## START EXTRACT PROVIDED

The burden of debt is something that millions of Canadians deal with from time to time. It may have been brought on by a loss of a job, a divorce, an illness, or just plain bad luck. A person intending to accumulate an emergency fund may find that debt stands in the way. Emergencies happen all the time; it’s better to be prepared.
Even though paying off debt should be a top priority, you should also make saving for emergencies one of your highest financial priorities. Having a mound of debt, unfortunately, might make this seem like an impossible feat. So how can you go about this?
Is an Emergency Fund the Same as a Rainy Day Fund?
A rainy day fund is not the same thing as an emergency fund, so make sure not to get the two confused.
A savings account designated specifically for “irregular expenses,” such as an unexpected payment, is known as a “rainy day fund.” Perhaps a bill for the mechanic, some new clothes. Instead of reaching for your credit card when unexpected and low-cost expenses arise, use the money you’ve set aside in this fund. That is the purpose for which it was created.
An emergency fund, on the other hand, is intended to be far larger than a savings account for irregular and unexpected spending on rainy days.
Life can give you extended financial difficulty due to severe events, such as the job loss, divorce, or illness that was stated earlier. An emergency fund is meant for those times when life happens, and these are the kinds of situations that are often impossible to prepare for. The main difference between an emergency fund and a rainy day fund is the size of the cash reserve they provide. An emergency fund is designed to cover major, unexpected bills, while a rainy day fund is designed to cover smaller, more predictable expenses.
How to Save for Emergencies When You Have Debt
Even if you are making progress in reducing your debt, it is essential to set aside money in case of emergencies. You should not wait until you are debt-free before starting this fund, since developing an emergency fund will enable you to fend off potential financial issues, you should start it as soon as possible.
The question now is, how do you begin? Here are six strategies to get you started.
1. Keep Tabs on Your Spending
Do you understand where your money goes? When people track their expenses, it sometimes comes as a surprise to them to discover where they spend the majority of their money. By doing so, it is easier for individuals to identify areas in which they might be able to reduce their spending and then transfer the savings into an account designated for use in case of an emergency.

## END EXTRACT PROVIDED
## START DATA SHOWN

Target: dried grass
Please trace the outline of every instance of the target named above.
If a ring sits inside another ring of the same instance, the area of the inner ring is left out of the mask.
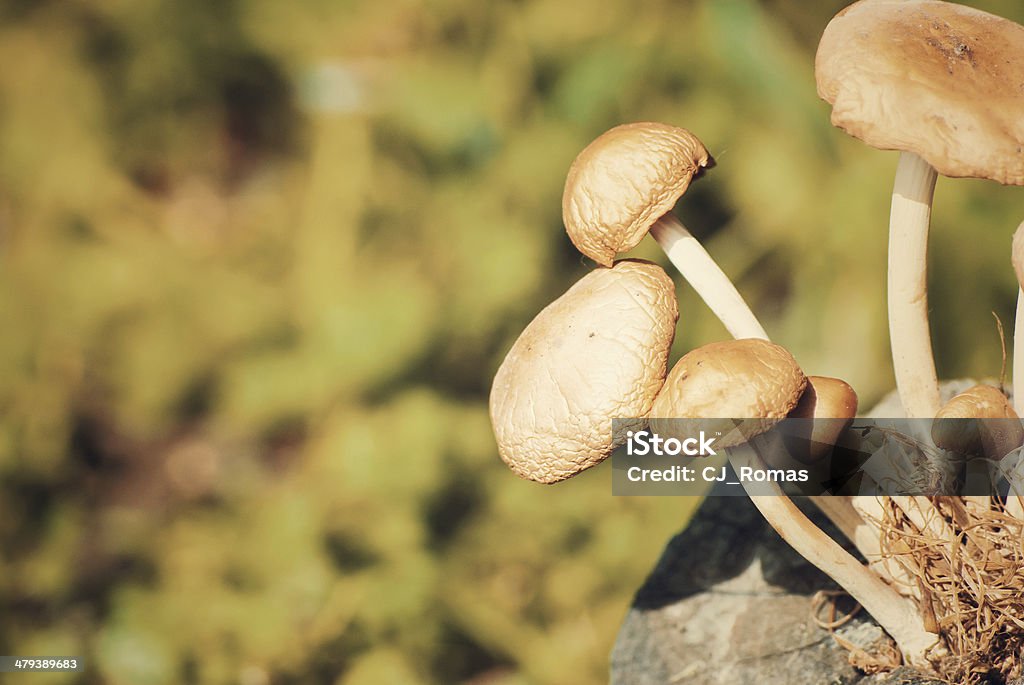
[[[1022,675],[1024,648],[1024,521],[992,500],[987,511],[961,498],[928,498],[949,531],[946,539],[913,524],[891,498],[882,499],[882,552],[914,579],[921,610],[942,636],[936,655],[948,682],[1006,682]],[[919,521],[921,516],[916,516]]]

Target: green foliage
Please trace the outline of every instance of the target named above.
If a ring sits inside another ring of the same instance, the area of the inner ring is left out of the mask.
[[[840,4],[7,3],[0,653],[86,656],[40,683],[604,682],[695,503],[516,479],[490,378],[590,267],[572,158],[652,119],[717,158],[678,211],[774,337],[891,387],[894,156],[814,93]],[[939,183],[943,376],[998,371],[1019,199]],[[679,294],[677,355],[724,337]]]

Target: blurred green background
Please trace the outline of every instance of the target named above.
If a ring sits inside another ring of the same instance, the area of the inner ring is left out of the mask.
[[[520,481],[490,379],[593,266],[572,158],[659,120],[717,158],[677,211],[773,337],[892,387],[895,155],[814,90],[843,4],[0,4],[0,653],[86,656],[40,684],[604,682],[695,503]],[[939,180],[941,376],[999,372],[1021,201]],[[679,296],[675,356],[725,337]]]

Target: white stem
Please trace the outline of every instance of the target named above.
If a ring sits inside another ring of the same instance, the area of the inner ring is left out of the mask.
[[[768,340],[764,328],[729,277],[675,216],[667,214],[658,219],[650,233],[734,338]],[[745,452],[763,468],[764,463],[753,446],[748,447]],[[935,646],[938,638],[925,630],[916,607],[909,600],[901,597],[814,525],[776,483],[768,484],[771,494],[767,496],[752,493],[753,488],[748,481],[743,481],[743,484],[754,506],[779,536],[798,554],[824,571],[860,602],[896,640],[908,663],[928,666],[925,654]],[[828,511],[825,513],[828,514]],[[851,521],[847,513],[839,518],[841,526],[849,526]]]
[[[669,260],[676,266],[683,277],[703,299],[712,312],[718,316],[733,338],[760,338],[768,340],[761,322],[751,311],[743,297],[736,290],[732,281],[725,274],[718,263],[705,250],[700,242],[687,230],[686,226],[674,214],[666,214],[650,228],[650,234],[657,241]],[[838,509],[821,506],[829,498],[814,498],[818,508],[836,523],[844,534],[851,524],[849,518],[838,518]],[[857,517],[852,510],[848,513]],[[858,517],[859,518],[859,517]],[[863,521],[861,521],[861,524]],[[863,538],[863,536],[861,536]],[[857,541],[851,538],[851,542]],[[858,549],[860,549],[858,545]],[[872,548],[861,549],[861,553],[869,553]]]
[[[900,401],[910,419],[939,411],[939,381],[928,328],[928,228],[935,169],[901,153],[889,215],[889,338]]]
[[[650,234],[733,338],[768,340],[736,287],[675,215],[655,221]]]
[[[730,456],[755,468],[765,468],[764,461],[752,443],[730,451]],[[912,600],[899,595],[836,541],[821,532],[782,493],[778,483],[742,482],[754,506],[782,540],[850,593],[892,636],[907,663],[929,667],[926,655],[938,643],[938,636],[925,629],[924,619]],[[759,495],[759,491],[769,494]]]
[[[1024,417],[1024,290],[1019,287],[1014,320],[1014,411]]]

## END DATA SHOWN
## START DATA SHOWN

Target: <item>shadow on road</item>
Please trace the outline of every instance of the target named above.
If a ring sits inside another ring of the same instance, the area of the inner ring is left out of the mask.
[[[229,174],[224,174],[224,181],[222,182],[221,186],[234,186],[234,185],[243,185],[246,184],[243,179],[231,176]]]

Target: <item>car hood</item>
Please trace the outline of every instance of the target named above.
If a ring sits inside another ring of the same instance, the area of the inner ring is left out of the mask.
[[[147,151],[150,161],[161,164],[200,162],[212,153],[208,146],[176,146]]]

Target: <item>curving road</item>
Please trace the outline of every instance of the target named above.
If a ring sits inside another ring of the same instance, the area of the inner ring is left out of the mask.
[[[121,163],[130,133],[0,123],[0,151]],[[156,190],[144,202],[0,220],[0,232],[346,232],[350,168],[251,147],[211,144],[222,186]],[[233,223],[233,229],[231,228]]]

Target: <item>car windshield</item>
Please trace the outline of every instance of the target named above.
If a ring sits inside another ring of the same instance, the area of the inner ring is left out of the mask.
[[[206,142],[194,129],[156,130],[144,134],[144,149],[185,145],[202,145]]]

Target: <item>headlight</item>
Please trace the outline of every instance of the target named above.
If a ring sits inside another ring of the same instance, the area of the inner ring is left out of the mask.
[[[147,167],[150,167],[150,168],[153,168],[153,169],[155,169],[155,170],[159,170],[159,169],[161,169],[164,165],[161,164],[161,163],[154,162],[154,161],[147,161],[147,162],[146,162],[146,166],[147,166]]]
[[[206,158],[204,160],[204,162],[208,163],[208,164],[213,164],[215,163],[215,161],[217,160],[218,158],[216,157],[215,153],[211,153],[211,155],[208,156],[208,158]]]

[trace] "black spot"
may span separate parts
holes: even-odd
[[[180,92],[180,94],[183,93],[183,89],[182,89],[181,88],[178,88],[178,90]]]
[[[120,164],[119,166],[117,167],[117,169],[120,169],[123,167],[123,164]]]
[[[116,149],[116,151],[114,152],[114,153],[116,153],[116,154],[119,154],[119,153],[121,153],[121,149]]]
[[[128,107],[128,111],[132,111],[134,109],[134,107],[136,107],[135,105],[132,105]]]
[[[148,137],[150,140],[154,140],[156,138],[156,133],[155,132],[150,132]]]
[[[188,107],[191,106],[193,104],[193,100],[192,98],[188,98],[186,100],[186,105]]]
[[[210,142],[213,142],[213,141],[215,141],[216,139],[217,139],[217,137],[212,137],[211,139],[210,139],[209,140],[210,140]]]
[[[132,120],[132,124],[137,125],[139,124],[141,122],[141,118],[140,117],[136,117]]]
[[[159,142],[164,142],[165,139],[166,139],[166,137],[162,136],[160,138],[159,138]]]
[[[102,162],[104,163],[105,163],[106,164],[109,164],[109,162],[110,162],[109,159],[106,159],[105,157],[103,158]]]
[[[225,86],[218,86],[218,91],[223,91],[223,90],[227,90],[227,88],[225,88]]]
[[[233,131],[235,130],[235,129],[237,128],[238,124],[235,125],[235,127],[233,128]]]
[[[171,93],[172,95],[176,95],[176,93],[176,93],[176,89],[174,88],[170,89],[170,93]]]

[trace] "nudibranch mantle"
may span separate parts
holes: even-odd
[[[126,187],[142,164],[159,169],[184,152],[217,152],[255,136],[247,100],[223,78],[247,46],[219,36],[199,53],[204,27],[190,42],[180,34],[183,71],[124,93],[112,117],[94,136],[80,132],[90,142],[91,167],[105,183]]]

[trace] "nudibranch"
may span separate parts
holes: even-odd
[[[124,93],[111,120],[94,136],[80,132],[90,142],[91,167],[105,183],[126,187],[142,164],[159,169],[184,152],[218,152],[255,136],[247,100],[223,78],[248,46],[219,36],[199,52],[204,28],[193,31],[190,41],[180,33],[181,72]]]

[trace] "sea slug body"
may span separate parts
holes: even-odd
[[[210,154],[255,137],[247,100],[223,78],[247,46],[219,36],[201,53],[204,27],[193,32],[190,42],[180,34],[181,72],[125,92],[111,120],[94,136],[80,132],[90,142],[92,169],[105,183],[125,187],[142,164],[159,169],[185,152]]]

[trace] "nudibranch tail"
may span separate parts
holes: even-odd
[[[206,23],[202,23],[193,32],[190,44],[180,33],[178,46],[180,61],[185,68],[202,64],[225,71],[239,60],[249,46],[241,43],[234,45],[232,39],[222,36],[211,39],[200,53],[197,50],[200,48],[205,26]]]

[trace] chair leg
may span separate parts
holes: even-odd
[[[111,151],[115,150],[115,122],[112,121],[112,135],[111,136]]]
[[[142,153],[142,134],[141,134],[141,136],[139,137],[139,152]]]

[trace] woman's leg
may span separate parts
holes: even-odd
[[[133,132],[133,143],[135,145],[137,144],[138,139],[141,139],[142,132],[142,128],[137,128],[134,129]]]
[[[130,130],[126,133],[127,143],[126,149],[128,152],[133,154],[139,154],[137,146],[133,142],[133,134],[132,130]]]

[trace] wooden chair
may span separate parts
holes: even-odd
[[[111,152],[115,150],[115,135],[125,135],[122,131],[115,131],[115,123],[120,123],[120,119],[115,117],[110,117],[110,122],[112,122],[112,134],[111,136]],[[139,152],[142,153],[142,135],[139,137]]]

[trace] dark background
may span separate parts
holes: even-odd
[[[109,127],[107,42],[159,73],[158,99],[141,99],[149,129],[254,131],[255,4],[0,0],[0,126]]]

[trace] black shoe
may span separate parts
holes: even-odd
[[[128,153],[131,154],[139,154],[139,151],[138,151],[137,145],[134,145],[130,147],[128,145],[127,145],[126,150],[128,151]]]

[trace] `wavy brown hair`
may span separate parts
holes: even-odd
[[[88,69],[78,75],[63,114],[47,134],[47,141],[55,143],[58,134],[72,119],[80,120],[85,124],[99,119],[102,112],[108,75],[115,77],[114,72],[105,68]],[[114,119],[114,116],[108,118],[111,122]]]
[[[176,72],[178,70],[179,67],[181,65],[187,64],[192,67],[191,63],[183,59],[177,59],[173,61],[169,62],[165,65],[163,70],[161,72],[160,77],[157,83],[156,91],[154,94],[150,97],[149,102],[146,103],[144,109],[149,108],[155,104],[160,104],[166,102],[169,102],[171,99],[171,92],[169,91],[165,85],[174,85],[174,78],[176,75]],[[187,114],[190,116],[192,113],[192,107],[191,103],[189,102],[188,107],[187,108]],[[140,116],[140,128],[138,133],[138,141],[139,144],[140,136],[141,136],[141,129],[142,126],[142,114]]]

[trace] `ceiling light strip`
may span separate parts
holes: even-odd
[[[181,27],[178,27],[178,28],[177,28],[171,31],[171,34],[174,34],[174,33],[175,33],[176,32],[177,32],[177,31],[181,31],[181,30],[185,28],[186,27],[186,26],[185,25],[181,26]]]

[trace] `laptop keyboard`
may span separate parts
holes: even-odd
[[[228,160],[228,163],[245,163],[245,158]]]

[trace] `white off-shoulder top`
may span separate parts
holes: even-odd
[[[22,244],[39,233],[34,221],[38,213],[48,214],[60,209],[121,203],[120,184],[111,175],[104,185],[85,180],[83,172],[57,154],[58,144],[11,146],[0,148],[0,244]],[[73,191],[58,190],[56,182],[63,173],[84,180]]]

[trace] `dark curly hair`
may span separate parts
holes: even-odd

## END DATA SHOWN

_WRITTEN EXERCISE 1_
Transcribe everything from "The burden of" down to "the two confused." in the piece on emergency funds.
_WRITTEN EXERCISE 2_
Restate word for word everything in the listing from the line containing "[trace] woman's leg" down to the line containing "[[[228,160],[228,163],[245,163],[245,158]]]", including both of those lines.

_WORKED ANSWER 1_
The burden of debt is something that millions of Canadians deal with from time to time. It may have been brought on by a loss of a job, a divorce, an illness, or just plain bad luck. A person intending to accumulate an emergency fund may find that debt stands in the way. Emergencies happen all the time; it’s better to be prepared.
Even though paying off debt should be a top priority, you should also make saving for emergencies one of your highest financial priorities. Having a mound of debt, unfortunately, might make this seem like an impossible feat. So how can you go about this?
Is an Emergency Fund the Same as a Rainy Day Fund?
A rainy day fund is not the same thing as an emergency fund, so make sure not to get the two confused.

_WORKED ANSWER 2_
[trace] woman's leg
may span separate parts
holes: even-odd
[[[133,132],[133,143],[135,145],[137,144],[138,139],[141,139],[142,132],[142,128],[137,128],[134,129]]]
[[[130,130],[126,133],[127,143],[126,149],[128,152],[133,154],[139,154],[137,146],[133,142],[133,134],[132,130]]]

[trace] wooden chair
may span separate parts
holes: even-odd
[[[111,152],[115,150],[115,135],[125,135],[122,131],[115,131],[115,123],[120,123],[120,119],[115,117],[110,117],[110,122],[112,122],[112,134],[111,136]],[[139,152],[142,153],[142,135],[139,137]]]

[trace] dark background
may span separate parts
holes: even-odd
[[[109,127],[107,42],[159,73],[158,99],[141,99],[149,129],[254,131],[255,4],[0,0],[0,126]]]

[trace] black shoe
may span separate parts
holes: even-odd
[[[128,153],[131,154],[139,154],[139,151],[138,151],[137,145],[134,145],[130,147],[128,145],[127,145],[126,150],[128,151]]]

[trace] `wavy brown hair`
may span separate parts
holes: even-odd
[[[88,69],[78,75],[63,114],[47,134],[47,141],[55,143],[58,134],[72,119],[80,120],[85,124],[99,119],[102,112],[108,75],[115,77],[114,72],[105,68]],[[114,119],[114,116],[108,118],[111,122]]]
[[[176,72],[178,70],[179,67],[181,65],[187,64],[192,67],[191,63],[183,59],[177,59],[173,61],[169,62],[165,65],[163,70],[161,72],[160,77],[157,83],[156,91],[154,94],[150,97],[149,102],[146,103],[144,109],[149,108],[155,104],[160,104],[166,102],[169,102],[171,99],[171,92],[169,91],[165,85],[174,85],[174,78],[176,75]],[[187,114],[190,116],[192,113],[192,107],[191,103],[189,102],[188,107],[187,108]],[[140,116],[140,128],[138,133],[138,141],[139,144],[140,136],[141,136],[141,129],[142,126],[142,114]]]

[trace] `ceiling light strip`
may span separate parts
holes: even-odd
[[[181,27],[178,27],[178,28],[177,28],[171,31],[171,34],[174,34],[174,33],[175,33],[176,32],[177,32],[177,31],[181,31],[181,30],[185,28],[186,27],[186,26],[185,25],[181,26]]]

[trace] `laptop keyboard`
may span separate parts
holes: even-odd
[[[228,160],[228,163],[245,163],[245,158]]]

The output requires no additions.